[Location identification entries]
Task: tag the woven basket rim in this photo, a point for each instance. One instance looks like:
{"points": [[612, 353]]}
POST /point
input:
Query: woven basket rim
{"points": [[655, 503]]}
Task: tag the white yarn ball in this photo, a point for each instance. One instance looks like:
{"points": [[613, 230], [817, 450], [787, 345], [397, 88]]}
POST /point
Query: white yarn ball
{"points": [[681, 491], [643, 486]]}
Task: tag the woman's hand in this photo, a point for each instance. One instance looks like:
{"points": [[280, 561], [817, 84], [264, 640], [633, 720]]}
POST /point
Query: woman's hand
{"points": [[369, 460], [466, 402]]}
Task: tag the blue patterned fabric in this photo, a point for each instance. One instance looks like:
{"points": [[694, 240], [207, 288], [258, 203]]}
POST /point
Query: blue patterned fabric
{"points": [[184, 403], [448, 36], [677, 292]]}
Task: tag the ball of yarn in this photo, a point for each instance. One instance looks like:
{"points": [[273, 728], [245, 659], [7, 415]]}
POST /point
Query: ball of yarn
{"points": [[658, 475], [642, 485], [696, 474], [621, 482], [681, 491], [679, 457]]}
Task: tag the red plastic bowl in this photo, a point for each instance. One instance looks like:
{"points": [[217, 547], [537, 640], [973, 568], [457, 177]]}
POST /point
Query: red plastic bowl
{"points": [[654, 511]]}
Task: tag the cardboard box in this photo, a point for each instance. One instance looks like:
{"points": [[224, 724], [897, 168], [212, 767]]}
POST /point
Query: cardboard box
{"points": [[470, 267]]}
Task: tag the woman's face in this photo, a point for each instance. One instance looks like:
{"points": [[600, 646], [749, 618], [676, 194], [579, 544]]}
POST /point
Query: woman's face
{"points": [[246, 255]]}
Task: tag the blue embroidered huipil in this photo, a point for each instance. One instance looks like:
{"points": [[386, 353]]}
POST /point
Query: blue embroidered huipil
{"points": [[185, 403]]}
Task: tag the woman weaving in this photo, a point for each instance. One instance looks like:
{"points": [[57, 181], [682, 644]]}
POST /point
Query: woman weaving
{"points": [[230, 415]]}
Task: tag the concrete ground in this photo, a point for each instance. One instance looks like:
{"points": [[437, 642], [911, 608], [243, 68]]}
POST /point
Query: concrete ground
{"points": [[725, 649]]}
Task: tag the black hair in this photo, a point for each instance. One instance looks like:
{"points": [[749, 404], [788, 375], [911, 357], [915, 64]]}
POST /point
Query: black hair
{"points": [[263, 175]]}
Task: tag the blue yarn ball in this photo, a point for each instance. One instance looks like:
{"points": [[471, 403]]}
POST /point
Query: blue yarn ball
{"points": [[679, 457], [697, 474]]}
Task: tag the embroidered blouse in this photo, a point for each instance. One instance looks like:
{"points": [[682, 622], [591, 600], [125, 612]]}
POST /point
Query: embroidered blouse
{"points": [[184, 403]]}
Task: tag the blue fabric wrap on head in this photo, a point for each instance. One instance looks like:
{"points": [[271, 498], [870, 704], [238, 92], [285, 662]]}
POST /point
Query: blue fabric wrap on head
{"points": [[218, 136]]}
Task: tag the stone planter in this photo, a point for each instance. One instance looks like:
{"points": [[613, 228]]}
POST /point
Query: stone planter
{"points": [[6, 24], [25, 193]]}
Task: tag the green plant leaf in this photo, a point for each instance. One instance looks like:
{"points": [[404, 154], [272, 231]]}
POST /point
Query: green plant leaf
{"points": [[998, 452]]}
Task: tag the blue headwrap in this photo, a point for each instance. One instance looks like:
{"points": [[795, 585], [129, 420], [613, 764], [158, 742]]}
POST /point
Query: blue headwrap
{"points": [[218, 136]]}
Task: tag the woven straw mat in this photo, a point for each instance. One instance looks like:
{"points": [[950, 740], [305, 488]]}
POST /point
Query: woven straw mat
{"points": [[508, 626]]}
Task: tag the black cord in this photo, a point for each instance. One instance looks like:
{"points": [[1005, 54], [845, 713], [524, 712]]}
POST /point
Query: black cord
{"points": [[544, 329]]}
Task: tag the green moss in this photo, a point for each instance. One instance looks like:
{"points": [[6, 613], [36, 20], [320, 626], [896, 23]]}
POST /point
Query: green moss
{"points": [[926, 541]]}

- What is being asked
Please repeat all the records above exactly as they appear.

- Answer to the problem
Task: tag the woven basket rim in this photo, a point for each instance. One instance looks like:
{"points": [[612, 353]]}
POST /point
input:
Query: woven basket rim
{"points": [[655, 503]]}
Task: tag the white yarn ball in this photo, a point for each instance. One instance looks like:
{"points": [[613, 230], [817, 450], [787, 345], [397, 88]]}
POST /point
Query: white yarn ball
{"points": [[681, 491], [643, 486]]}
Task: tag the woman's hand in this photo, a point for each instance. One instance looks like:
{"points": [[280, 561], [817, 84], [264, 640], [633, 720]]}
POST /point
Query: woman's hand
{"points": [[369, 460], [466, 402]]}
Task: tag the blue patterned fabric in this photo, a point for each instance. One instance looks like:
{"points": [[694, 240], [207, 288], [258, 203]]}
POST /point
Query: blue patterned fabric
{"points": [[184, 403], [448, 36], [677, 292]]}
Task: tag the ball of yarn in this photo, a point for each instance. One instance looks like:
{"points": [[273, 728], [245, 659], [7, 415]]}
POST /point
Query: ball of yarn
{"points": [[658, 475], [642, 485], [696, 474], [621, 482], [681, 491], [679, 457]]}
Task: tag the red plastic bowl in this photo, a point for each instance. One instance looks like:
{"points": [[217, 547], [537, 640], [973, 568], [457, 177]]}
POST /point
Query: red plastic bowl
{"points": [[654, 511]]}
Task: tag the cardboard box in this photo, a point for each instance. One instance looks like:
{"points": [[224, 724], [897, 168], [212, 767]]}
POST /point
Query: cardboard box
{"points": [[470, 267]]}
Task: tag the woman's face in this photo, a point for each instance. One instance looks like:
{"points": [[600, 646], [749, 618], [676, 194], [579, 544]]}
POST /point
Query: woman's face
{"points": [[246, 255]]}
Task: tag the blue embroidered huipil in this photo, a point for each instance. One instance looks like:
{"points": [[386, 353]]}
POST /point
Query: blue embroidered huipil
{"points": [[185, 403]]}
Task: tag the woman weaving in this photo, a point for each instance. One instance looks like:
{"points": [[57, 181], [682, 644]]}
POST /point
Query: woman weaving
{"points": [[230, 415]]}
Task: tag the concrete ground in this photo, a point for each instance. One instance looks like:
{"points": [[437, 642], [911, 608], [243, 68]]}
POST /point
Query: concrete ground
{"points": [[725, 649]]}
Task: tag the black hair in this photo, a point for each instance. One instance looks like:
{"points": [[749, 404], [788, 375], [911, 357], [915, 64]]}
POST /point
Query: black hair
{"points": [[263, 175]]}
Task: tag the blue yarn ball in this photo, a point for each instance. One instance looks like:
{"points": [[471, 403]]}
POST /point
Query: blue yarn ball
{"points": [[679, 457], [697, 474]]}
Task: tag the embroidered blouse in this photo, a point for each instance. One instance looks like:
{"points": [[682, 622], [591, 600], [125, 612]]}
POST /point
Query: embroidered blouse
{"points": [[184, 403]]}
Task: tag the blue fabric wrap on head in this photo, a point for each instance. One instance looks like:
{"points": [[271, 498], [870, 704], [238, 92], [285, 662]]}
POST /point
Query: blue fabric wrap on head
{"points": [[218, 136]]}
Task: tag the stone planter in this photo, a point for each instance. One instance looks like:
{"points": [[613, 228]]}
POST /point
Query: stone planter
{"points": [[6, 24], [25, 193]]}
Task: tag the green plant leaf in this photo, a point for each instance. One instance looks like:
{"points": [[404, 154], [272, 231]]}
POST /point
Query: green plant leaf
{"points": [[998, 452]]}
Task: tag the blue headwrap in this photo, a point for each instance. One instance looks like:
{"points": [[795, 585], [129, 420], [613, 764], [158, 742]]}
POST /point
Query: blue headwrap
{"points": [[218, 136]]}
Task: tag the woven straw mat in this photo, a point for each instance. One instance looks like:
{"points": [[950, 740], [305, 488]]}
POST /point
Query: woven straw mat
{"points": [[508, 626]]}
Task: tag the black cord in this photo, a point for each instance. One instance looks like:
{"points": [[1005, 54], [845, 713], [524, 712]]}
POST /point
Query: black cord
{"points": [[544, 329]]}
Task: tag the green moss in this photo, a point for each instance. One instance looks like:
{"points": [[6, 613], [36, 20], [320, 626], [896, 23]]}
POST /point
Query: green moss
{"points": [[926, 541]]}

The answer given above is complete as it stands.